» ZU LÖSENDE AUFGABE: Aktualisieren Sie die Zeilen vom Anfang der Datensätze bis einschließlich der Zeile mit "positive clicks: (349, 208) (398, 207)", indem Sie "rough mask" durch "coarse mask" ersetzen. Alles andere bleibt unverändert.

(Gespeicherte Datensätze)
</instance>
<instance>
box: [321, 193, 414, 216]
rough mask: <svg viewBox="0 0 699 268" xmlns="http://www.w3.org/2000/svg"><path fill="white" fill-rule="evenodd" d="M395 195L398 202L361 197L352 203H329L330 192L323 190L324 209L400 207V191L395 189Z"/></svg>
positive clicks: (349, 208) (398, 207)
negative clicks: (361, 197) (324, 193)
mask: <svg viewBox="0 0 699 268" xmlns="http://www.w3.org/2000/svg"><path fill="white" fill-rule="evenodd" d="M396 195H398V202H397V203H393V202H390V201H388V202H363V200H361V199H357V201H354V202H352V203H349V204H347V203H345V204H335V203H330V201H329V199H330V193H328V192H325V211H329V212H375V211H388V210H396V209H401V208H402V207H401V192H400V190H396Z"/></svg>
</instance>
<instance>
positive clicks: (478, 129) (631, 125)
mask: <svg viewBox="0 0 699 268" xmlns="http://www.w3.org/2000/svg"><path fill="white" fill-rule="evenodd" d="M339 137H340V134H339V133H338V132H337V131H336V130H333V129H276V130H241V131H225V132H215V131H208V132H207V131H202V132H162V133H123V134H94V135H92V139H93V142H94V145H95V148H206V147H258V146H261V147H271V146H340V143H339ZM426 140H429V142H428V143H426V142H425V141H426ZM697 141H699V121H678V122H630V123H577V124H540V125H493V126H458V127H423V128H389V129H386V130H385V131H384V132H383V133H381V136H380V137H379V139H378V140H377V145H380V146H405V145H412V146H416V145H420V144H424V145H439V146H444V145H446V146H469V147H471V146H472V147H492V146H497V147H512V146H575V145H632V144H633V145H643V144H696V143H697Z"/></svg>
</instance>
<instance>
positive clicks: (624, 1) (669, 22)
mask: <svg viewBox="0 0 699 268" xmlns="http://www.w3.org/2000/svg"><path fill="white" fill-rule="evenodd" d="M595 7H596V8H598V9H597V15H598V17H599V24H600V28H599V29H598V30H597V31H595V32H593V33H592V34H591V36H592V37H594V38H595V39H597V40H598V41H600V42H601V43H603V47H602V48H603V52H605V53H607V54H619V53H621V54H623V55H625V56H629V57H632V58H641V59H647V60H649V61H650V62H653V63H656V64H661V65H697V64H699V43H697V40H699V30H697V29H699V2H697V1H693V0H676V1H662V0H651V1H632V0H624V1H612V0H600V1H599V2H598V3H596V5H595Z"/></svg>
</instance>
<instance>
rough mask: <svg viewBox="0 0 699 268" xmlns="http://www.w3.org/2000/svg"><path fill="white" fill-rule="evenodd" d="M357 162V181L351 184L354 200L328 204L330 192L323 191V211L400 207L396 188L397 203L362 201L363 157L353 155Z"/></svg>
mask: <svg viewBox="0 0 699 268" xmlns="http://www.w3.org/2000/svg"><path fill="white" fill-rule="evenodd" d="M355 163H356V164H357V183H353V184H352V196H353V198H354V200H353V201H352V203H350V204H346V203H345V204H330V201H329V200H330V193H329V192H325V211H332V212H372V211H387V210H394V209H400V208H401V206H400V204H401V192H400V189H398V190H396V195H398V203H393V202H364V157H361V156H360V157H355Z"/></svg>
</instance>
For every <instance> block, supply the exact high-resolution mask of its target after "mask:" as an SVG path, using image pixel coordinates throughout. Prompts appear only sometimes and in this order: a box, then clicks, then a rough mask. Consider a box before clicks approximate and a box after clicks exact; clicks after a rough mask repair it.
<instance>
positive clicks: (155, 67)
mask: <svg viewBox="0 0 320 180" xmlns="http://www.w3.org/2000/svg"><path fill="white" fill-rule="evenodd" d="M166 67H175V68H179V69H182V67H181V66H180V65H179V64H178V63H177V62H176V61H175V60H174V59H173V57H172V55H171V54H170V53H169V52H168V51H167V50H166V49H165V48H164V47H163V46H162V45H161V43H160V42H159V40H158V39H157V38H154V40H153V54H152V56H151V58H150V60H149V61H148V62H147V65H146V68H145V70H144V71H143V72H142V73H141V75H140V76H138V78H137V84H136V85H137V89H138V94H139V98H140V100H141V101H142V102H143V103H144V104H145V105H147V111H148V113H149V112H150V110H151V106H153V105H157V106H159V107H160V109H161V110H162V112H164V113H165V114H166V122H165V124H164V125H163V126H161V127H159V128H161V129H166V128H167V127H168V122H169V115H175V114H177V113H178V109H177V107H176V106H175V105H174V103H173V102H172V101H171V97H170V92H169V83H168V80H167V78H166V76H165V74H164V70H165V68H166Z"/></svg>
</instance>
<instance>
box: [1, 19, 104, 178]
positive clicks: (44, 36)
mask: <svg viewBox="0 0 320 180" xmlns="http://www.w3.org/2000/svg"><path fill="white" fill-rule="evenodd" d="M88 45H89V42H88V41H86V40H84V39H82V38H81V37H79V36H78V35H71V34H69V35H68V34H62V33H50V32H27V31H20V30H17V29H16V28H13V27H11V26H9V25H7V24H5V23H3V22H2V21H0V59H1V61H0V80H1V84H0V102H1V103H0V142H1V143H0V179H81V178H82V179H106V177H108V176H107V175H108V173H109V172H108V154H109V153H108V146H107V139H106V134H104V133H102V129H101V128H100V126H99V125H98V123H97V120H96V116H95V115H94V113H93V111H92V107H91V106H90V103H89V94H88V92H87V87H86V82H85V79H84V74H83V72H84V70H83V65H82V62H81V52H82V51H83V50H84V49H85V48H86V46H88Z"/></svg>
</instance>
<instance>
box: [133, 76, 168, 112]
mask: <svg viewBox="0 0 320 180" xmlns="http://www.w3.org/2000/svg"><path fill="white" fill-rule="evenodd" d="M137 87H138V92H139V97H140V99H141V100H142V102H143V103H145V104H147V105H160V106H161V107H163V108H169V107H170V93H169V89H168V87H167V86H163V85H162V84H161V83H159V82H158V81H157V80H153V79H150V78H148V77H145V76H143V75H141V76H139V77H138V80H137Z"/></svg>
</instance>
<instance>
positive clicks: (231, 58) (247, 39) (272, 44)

» LÖSUNG DER AUFGABE:
</instance>
<instance>
box: [321, 193, 414, 216]
coarse mask: <svg viewBox="0 0 699 268" xmlns="http://www.w3.org/2000/svg"><path fill="white" fill-rule="evenodd" d="M395 195L398 202L361 197L352 203H329L330 192L323 190L324 209L400 207V191L395 189Z"/></svg>
positive clicks: (349, 208) (398, 207)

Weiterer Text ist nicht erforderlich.